Where does the word "strap" occur in the data below? Copy each line that holds it.

> _Supplied records_
—————

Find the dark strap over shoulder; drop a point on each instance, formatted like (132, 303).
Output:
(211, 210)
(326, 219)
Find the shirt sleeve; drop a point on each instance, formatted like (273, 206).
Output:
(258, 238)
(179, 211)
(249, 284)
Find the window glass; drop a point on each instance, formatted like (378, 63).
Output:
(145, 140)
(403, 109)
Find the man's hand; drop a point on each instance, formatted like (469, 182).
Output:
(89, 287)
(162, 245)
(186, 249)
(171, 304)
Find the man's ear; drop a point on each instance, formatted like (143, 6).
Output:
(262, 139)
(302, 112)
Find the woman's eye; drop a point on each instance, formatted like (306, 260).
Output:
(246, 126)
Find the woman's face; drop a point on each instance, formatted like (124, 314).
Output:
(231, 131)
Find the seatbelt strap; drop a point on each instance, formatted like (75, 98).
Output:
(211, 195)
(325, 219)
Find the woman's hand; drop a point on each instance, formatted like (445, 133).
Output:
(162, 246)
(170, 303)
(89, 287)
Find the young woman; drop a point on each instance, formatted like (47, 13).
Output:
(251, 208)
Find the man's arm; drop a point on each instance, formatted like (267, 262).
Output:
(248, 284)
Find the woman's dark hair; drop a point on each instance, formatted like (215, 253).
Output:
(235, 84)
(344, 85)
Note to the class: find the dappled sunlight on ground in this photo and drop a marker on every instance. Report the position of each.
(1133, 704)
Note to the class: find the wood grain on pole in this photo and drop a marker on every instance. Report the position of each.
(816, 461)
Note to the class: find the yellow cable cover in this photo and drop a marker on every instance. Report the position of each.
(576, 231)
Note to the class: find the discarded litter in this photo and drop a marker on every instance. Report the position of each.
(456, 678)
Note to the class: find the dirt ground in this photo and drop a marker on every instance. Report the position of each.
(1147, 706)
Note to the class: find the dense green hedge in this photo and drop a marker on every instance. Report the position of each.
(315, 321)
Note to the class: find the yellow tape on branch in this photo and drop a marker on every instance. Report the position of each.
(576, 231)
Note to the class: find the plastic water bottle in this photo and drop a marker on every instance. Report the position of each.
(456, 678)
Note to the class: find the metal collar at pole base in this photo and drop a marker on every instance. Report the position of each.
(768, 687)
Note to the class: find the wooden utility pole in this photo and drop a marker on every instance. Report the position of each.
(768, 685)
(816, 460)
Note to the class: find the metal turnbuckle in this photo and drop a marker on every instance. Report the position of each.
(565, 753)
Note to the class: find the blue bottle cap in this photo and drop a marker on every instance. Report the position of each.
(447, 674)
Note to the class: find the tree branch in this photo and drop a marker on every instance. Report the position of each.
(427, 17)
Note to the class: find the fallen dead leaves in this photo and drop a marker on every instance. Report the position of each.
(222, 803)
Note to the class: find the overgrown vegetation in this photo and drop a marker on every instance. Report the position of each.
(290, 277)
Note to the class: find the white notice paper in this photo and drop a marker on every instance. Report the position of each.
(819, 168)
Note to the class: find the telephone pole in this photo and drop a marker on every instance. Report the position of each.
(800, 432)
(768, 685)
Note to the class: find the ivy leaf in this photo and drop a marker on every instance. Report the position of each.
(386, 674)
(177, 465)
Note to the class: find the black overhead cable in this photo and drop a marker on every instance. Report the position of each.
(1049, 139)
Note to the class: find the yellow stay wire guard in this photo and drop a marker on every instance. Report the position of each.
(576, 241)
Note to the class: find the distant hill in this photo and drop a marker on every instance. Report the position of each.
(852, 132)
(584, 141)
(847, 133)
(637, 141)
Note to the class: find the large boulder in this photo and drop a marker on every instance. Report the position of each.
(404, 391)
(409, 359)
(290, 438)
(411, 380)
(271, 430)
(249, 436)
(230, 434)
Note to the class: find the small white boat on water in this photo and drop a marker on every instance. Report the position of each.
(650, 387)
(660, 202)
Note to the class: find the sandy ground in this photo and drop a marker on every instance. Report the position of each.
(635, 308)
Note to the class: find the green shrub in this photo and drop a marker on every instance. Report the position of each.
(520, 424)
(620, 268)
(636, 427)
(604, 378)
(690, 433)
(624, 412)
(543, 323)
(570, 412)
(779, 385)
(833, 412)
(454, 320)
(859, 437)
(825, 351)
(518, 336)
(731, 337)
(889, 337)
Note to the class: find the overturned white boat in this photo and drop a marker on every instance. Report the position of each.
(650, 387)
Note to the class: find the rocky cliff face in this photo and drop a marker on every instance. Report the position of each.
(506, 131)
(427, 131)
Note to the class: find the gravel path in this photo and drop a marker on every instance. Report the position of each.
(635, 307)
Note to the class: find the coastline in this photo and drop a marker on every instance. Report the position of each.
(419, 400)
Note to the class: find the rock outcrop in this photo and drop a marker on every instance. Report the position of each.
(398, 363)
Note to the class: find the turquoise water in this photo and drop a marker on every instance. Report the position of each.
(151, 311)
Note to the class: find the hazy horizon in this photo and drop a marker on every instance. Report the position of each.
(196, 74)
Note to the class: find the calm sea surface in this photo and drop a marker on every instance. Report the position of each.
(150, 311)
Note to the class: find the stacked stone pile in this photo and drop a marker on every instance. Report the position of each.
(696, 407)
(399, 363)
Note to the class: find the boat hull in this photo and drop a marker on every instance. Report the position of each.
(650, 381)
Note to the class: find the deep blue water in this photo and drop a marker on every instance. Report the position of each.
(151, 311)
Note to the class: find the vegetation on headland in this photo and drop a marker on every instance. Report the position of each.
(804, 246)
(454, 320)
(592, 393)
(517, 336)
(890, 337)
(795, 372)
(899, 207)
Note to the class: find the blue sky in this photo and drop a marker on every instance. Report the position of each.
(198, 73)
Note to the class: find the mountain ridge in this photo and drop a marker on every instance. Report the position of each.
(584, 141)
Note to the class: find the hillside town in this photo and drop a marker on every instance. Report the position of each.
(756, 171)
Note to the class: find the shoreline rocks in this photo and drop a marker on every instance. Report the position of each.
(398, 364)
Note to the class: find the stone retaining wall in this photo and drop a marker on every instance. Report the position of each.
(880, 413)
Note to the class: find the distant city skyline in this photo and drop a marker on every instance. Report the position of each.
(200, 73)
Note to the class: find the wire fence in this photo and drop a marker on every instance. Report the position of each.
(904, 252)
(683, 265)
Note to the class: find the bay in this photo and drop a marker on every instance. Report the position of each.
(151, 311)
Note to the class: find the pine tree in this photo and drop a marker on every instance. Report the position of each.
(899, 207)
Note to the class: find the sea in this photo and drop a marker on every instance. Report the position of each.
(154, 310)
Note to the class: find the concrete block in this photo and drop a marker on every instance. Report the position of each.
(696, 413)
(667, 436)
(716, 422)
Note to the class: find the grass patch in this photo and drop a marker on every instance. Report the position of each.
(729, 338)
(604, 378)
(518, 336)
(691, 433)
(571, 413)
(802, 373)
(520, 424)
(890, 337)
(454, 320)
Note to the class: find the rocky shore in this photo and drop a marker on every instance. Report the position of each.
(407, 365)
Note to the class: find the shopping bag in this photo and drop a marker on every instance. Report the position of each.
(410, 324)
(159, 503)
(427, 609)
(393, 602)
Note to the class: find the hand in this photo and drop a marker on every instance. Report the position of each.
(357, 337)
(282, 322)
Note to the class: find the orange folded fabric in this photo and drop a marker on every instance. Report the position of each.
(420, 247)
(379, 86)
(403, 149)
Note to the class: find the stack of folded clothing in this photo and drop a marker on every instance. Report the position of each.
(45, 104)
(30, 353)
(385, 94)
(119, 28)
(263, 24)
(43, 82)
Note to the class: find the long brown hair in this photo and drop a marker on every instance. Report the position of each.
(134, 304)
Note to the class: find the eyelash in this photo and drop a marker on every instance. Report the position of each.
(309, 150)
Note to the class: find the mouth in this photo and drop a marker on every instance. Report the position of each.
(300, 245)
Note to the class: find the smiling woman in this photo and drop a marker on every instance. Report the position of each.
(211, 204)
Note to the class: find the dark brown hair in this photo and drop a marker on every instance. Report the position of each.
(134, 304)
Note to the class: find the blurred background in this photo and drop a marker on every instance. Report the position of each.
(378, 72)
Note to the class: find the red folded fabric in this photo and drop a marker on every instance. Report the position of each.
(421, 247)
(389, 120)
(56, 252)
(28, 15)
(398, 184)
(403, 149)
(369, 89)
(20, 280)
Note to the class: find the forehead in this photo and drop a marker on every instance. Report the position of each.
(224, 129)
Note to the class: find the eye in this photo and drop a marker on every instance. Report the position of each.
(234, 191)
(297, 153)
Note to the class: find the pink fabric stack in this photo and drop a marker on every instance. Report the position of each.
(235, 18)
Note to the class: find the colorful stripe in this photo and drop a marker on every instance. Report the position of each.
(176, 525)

—————

> _Result for this exercise_
Find the dark strap over shoulder; drop a point on each instance, formatted like (132, 303).
Find the seatbelt strap; drop a point on each instance, formatted like (75, 98).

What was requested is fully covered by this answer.